[Recorded data]

%%

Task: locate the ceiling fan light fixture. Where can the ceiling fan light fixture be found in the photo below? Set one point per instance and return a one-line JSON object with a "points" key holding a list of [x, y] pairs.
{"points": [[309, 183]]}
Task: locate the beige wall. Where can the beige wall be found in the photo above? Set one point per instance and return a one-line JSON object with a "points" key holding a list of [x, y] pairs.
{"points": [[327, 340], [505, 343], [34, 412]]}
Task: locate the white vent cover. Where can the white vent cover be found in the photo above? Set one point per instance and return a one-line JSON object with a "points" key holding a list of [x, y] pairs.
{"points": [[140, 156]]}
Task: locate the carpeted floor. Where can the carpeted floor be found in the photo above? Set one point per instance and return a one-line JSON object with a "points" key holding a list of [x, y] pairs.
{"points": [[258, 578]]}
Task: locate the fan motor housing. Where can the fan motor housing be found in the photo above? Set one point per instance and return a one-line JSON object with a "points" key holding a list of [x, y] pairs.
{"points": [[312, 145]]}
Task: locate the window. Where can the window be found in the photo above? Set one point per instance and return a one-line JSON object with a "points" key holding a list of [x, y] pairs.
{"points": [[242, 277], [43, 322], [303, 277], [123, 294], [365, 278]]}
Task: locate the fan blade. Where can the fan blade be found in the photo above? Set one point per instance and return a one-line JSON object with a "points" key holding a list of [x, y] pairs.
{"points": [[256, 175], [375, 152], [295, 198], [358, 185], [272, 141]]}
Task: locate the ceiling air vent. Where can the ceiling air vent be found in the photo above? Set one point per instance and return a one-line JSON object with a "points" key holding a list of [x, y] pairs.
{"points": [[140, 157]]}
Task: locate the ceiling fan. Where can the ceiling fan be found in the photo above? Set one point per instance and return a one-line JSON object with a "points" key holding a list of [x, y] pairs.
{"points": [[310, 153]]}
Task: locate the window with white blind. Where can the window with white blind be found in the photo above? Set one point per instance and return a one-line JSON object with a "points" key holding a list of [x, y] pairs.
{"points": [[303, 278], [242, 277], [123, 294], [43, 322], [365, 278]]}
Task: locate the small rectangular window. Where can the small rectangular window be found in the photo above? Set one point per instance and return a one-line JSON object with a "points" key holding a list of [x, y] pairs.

%%

How to complete this task> All of the data should be retyped exactly.

Response>
Task: locate the ceiling fan light fixture. Where can the ceiling fan light fixture be found in the photo below? Set one point per instance and return a one-line JSON object with a "points" key holding a list of [x, y] pairs.
{"points": [[309, 183]]}
Task: locate the beige wall. Where can the beige wall be found in the photo above? Set one point per instance and return a one-line JSON object with a "points" key holding a list of [x, y] pairs.
{"points": [[327, 340], [505, 343], [34, 412]]}
Task: locate the white vent cover. Where can the white vent cover be found in the photo above? Set one point per instance and return a one-line JSON object with a "points" key holding a list of [x, y] pairs.
{"points": [[140, 156]]}
Task: locate the carpeted floor. Where can the carpeted floor be found in the photo above? Set one point per instance and return a one-line JSON object with a "points" key holding a list of [x, y] pairs.
{"points": [[258, 578]]}
Task: locate the fan motor housing. Where can the fan motor housing be found in the photo above? Set one point per instance and return a one-line JSON object with a "points" key holding a list of [x, y] pairs.
{"points": [[312, 145]]}
Task: locate the window. Where can the window be found in the photo above? Set one point per instance and return a one-line JSON object with a "points" key holding a list of [x, y] pairs.
{"points": [[242, 277], [43, 322], [303, 277], [123, 294], [365, 278]]}
Task: locate the fan blade. Where can the fan blade be found in the photo above? Set one point per instance and return a one-line JSON object with a "points" key holding a list of [x, y] pairs.
{"points": [[256, 175], [375, 152], [295, 198], [358, 185], [272, 141]]}
Task: locate the ceiling air vent. Where can the ceiling air vent be found in the photo above? Set one point per instance and return a one-line JSON object with a "points" key holding a list of [x, y] pairs.
{"points": [[140, 157]]}
Task: locate the ceiling fan. Where can the ceiling fan be found in the photo above? Set one point per instance and return a one-line JSON object with a "points" key holding a list of [x, y] pairs.
{"points": [[310, 153]]}
Task: locate the window with white blind. Where can the window with white blind be found in the photo above? Set one point per instance and return a one-line JSON object with a "points" key holding a list of [x, y] pairs.
{"points": [[303, 278], [242, 277], [123, 294], [43, 322], [365, 278]]}
Task: locate the small rectangular window. Where can the small rectangular window be found in the photo above? Set one point per instance and return a one-line JSON object with a "points" key holding a list of [x, y] pairs.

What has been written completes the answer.